* **GOAL**: Copy out the items below, replacing every "drop a single marker" with "place one point" and changing nothing else.

* START RECORDS SHOWN *

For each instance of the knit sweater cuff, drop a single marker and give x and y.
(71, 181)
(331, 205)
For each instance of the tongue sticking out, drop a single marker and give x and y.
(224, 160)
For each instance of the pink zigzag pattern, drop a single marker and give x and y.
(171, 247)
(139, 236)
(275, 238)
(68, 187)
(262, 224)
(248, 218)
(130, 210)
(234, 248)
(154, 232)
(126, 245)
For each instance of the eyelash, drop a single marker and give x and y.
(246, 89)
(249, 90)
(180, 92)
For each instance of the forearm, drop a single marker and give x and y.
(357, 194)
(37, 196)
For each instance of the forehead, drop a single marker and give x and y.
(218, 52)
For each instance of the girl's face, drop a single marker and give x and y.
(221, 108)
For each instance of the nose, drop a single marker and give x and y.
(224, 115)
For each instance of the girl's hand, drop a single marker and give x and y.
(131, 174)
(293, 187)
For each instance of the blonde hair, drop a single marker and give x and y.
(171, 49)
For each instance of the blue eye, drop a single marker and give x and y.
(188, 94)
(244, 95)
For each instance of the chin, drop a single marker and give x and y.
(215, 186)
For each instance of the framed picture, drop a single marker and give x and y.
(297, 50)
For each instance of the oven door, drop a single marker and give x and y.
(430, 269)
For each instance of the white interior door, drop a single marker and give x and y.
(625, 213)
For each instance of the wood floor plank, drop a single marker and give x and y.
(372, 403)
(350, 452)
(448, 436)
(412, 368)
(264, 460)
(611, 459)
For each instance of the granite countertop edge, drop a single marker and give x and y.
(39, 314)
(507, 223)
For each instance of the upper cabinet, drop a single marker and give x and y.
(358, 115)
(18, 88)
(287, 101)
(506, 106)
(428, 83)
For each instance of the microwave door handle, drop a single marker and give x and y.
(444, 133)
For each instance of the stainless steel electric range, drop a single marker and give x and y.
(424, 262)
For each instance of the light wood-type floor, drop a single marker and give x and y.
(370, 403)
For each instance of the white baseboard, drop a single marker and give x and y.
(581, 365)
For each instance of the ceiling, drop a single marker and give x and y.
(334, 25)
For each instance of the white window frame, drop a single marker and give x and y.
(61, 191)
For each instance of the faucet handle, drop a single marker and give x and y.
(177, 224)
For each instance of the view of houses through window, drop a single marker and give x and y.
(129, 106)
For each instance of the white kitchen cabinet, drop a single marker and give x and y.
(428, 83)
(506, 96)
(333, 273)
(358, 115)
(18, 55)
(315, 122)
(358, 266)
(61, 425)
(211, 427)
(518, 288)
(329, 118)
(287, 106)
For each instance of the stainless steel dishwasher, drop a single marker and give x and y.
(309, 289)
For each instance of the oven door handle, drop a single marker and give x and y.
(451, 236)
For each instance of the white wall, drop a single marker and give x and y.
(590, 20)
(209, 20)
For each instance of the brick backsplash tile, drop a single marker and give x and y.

* END RECORDS SHOWN *

* **RESPONSE TO THE TASK**:
For each instance of the knit sweater cuff, place one point and give x and y.
(71, 181)
(331, 205)
For each instance of the tongue sticking out, place one point and give x and y.
(224, 160)
For each instance of the pink zigzag pattern, place one point and give x and y.
(171, 247)
(139, 236)
(275, 238)
(68, 187)
(262, 224)
(248, 218)
(130, 210)
(234, 248)
(154, 232)
(126, 245)
For each instance of the eyelash, place one point and give x and y.
(246, 89)
(249, 90)
(180, 92)
For each instance of the forearm, place one point and give x and y.
(357, 194)
(37, 196)
For each instance of the forehead, place one point and give x and y.
(218, 52)
For each instance of the girl's face, place one point and give x and y.
(221, 108)
For each instance of the nose, place one point and give x and y.
(224, 115)
For each instance of the girl's hand, place one point and give x and y.
(131, 174)
(293, 187)
For each instance of the blonde hair, place one point and give x and y.
(171, 49)
For each instance of the blue eye, place one point and give x and y.
(188, 94)
(244, 95)
For each instance of the chin, place one point and give x and y.
(215, 186)
For each instance of the framed picture, place one point and give x and y.
(297, 50)
For each instance of the oven door, place one point and give x and y.
(430, 269)
For each instance of the white interior door, place one point and give x and y.
(625, 213)
For each instance of the wood floor plank, place one point and give x and y.
(372, 403)
(350, 452)
(448, 436)
(412, 368)
(264, 460)
(611, 459)
For each instance of the granite countertop edge, place one point and give x and y.
(39, 314)
(507, 223)
For each instance of the upper cabinet, place one point and give x and y.
(358, 115)
(18, 88)
(287, 101)
(506, 106)
(428, 83)
For each instance of the microwave door handle, place one point and give x and y.
(444, 133)
For each instance of the stainless steel electric range, place one point and give x and y.
(424, 262)
For each instance of the light wood-type floor, place one point and give x and y.
(370, 403)
For each instance of the white baseboard, place one point and give x and y.
(581, 365)
For each instance of the ceiling, place one point and give x and y.
(334, 25)
For each instance of the white window frame, place one point and give x and y.
(61, 191)
For each instance of the faucet handle, place one point and give x and y.
(177, 224)
For each instance of the view of houses through window, place one point and give x and y.
(129, 106)
For each instance of the white kitchen cabinet, place one point and give x and y.
(428, 83)
(506, 96)
(333, 273)
(358, 115)
(18, 55)
(315, 122)
(358, 266)
(61, 425)
(211, 427)
(518, 288)
(329, 118)
(287, 106)
For each instance of the stainless steel dishwasher, place one point and give x and y.
(309, 289)
For each instance of the oven door handle, place one point and give x and y.
(451, 236)
For each instance of the white wall, place one point and give x and y.
(590, 20)
(209, 20)
For each instance of the brick backsplash tile, place one point and give x and y.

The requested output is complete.